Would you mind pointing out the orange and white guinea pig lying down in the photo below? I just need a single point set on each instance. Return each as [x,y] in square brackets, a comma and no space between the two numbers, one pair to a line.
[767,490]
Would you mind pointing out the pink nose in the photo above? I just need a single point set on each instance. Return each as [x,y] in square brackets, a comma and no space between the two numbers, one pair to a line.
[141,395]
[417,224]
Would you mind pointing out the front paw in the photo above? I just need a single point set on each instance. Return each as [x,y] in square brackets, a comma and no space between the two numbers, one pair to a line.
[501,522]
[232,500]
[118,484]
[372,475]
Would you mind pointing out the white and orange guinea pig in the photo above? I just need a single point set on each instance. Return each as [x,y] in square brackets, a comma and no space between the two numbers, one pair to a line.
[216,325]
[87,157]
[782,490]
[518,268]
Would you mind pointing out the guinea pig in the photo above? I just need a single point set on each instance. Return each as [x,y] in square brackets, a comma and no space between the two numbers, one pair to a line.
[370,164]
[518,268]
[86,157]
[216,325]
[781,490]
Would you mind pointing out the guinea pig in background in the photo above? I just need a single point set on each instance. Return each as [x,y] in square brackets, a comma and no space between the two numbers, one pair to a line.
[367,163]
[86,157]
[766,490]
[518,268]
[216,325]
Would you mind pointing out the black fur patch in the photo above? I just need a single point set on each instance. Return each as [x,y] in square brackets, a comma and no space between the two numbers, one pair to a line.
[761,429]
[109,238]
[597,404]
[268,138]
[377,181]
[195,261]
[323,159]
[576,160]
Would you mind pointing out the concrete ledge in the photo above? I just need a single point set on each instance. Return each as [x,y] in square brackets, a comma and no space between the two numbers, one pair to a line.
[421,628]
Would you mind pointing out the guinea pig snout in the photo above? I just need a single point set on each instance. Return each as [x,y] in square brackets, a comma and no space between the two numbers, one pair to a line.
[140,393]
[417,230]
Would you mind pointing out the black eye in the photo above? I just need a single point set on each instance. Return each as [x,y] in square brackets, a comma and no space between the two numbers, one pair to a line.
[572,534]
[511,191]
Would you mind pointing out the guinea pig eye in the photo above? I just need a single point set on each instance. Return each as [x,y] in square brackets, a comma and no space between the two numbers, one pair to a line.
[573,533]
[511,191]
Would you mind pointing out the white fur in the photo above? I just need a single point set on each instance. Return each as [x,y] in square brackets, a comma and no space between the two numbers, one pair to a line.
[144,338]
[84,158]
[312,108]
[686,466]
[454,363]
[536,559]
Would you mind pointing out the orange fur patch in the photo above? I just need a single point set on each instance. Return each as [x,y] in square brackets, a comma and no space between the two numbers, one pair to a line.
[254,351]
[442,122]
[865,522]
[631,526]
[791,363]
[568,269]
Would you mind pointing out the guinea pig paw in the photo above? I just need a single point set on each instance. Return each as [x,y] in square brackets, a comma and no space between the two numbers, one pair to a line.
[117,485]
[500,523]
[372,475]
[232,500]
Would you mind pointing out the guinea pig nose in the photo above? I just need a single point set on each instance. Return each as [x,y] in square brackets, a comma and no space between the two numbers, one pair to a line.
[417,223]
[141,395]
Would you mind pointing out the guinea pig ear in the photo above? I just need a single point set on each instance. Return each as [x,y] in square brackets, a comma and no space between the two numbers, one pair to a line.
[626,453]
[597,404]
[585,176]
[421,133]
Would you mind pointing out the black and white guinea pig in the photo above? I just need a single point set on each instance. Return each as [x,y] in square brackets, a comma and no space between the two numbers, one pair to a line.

Goal of the exercise
Reproduce the full listing above, character for character.

Expected answer
Would you mind pointing out the orange and white guinea pig lying down in the photo below? I just need a single point set on each instance. Return each as [x,y] in square brackets, a comma and no space between the two numbers, one pair to a line.
[767,490]
Would you mind pointing out the pink nose in the photo above? I just need a single point set on each instance. Return each as [x,y] in square brackets, a comma and no space between the two numbers, one pair to a line.
[141,395]
[417,224]
Would you mind pointing out the front paw in the photo above? I just need a single point set on each instance. Return each as [x,y] in square brackets, a comma and no space between the two numbers, one pair to a line.
[501,522]
[232,500]
[118,484]
[372,475]
Would you mind pointing out the white and orange guinea pig in the photo above? I just need a single point set on each instance. Return each as [x,y] in square brackets, a comma and no space between the two numbers, one pair to a line.
[216,325]
[87,157]
[782,490]
[518,268]
Would you mind pointing out the guinea pig in the photo above? I just need a single point set on each instance. Return each as [x,y] in square brackets, a comma and no space between the two numbers, one pair to a line.
[370,164]
[518,268]
[86,157]
[216,325]
[781,490]
Would you mind pointing out the guinea pig in background in the photo above? I just need a single point set on each instance. Return each as [x,y] in square brackets, a comma and no space between the two numbers, one pair to a line.
[367,163]
[86,157]
[766,490]
[518,268]
[216,325]
Would you mind pointing out the black fur patch in the photo above? I just need a single point set on each instance. Return each as [x,y] in square brackets, a comma and no space between the two numbers, one pair to a line.
[761,429]
[109,238]
[597,404]
[268,138]
[377,181]
[195,261]
[323,159]
[576,160]
Would you mind pointing out the concrete ledge in the photo above? I just need a single point set on each instance. Return each as [x,y] in square brackets, a comma and no space between the two numbers, one pair to a line.
[421,628]
Would you mind pointing out the guinea pig snout in the photo above? I just need a single point set on each instance. Return each as [x,y] in square brackets, a comma and no space between the two numbers, one pair to a line.
[140,393]
[417,230]
Would you mind pointing out the black eye in the photo above? I just need a single point set on each instance. Return each as [x,y] in square brackets, a comma and no space between the two numbers, one pair to a line.
[572,534]
[511,191]
Would you mind pointing out the guinea pig eye in the photo above? I just need a single point set on each instance. Return each as [x,y] in square brackets, a comma and no space between the two numbers, one pair to a line.
[573,533]
[511,191]
Would you mind pointing out the white fur in the photo above? I just need a single point set on each instance. Return each as [x,y] in square brackets, a comma and no space between the two numbers, one pair to a line.
[144,338]
[84,158]
[312,108]
[686,466]
[454,363]
[536,559]
Would you mind pointing out the orange fur patch in the photo above? I just need a single point set on each instance. Return each as [x,y] in square brackets, a comma and no space between the two numbers, one pair to a line.
[254,351]
[442,122]
[865,522]
[631,526]
[791,363]
[568,269]
Would you mind pointing out the guinea pig paw in the photo above? I just need a single point set on each instance. Return each as [x,y] in square brackets, a comma and no space between the two numbers, one pair to a line.
[117,485]
[500,523]
[372,475]
[232,500]
Would you mind pointing out the guinea pig nose in the photo above? I just need a single point set on each instance. Return each as [x,y] in square brackets, a comma and no space between the two numbers, one pair to a line.
[417,223]
[141,395]
Would you mind pointing out the guinea pig ear in the photo above? I just need a single point set on each instance. Return each as [x,y] in square brackets, a comma and no space between the two numbers, one pair to a line.
[626,453]
[597,404]
[585,176]
[421,133]
Would you mind pointing out the black and white guinea pig in the photo above? I just need a single point set on each instance. Return each as [x,y] in square brackets, a comma and no space between the two numbers, one pair to a line.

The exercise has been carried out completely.